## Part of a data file
--------
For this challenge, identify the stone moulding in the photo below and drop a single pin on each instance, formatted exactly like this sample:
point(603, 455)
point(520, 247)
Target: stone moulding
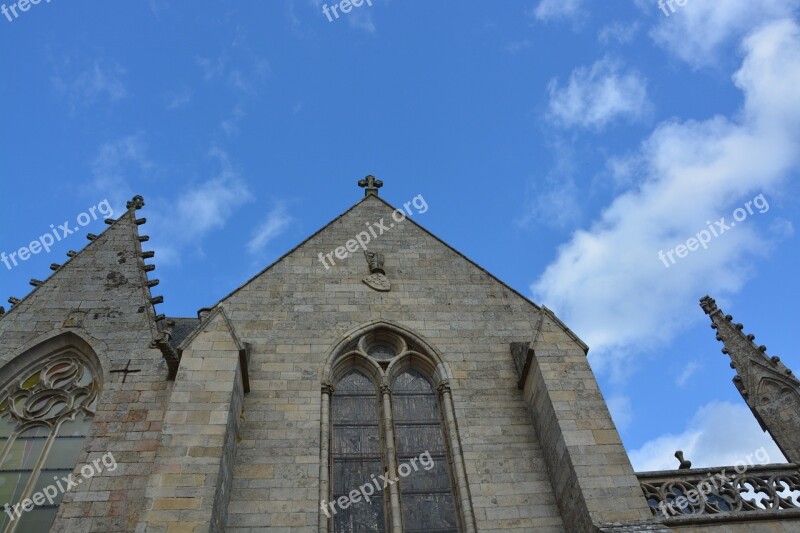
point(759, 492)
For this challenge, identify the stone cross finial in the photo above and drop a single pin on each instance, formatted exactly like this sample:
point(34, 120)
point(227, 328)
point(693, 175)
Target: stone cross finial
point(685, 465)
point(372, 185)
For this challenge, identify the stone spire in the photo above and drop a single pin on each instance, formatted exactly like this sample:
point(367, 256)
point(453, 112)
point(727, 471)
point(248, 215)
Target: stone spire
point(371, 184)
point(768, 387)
--------
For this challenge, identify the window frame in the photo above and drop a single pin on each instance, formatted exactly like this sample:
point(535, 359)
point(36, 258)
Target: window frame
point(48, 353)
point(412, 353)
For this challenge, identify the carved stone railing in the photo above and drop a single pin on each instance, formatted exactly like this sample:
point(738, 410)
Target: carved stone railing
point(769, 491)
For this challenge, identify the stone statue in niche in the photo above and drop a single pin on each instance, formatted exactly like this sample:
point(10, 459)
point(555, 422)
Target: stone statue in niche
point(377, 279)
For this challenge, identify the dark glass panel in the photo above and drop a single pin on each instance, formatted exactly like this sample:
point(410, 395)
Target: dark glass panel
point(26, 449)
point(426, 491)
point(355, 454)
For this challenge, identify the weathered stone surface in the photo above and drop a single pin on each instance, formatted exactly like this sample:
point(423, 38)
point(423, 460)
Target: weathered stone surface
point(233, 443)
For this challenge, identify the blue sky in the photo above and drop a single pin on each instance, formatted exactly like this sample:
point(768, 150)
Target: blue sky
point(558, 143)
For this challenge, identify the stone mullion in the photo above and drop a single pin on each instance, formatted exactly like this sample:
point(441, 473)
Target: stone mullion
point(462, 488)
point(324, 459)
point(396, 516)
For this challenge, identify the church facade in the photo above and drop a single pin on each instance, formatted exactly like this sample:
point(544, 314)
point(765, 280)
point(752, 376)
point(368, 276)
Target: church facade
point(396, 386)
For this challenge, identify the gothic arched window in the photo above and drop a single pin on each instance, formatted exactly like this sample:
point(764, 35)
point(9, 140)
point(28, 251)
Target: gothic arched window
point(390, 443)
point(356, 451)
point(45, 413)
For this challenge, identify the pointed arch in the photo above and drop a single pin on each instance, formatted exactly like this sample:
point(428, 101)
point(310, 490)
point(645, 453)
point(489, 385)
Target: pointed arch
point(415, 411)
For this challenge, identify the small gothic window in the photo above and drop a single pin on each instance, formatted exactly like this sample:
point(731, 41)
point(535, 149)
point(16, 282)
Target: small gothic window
--------
## SHORT TASK
Reproduce the lines of the data above verbatim, beginning at the line that contains "For this challenge, identify the stone mullion" and ending after the line that contains "point(396, 386)".

## FULL SOLUTION
For this challenge, identify the stone mullion in the photo above and drop a single pin on each instance, formatted exactly like this sample:
point(441, 473)
Target: stone mullion
point(462, 488)
point(324, 459)
point(396, 516)
For this challenge, identify the church facade in the photo above and drop a single pin on each instance, formatted exactly like this sample:
point(544, 314)
point(765, 280)
point(752, 376)
point(368, 276)
Target: church facade
point(396, 386)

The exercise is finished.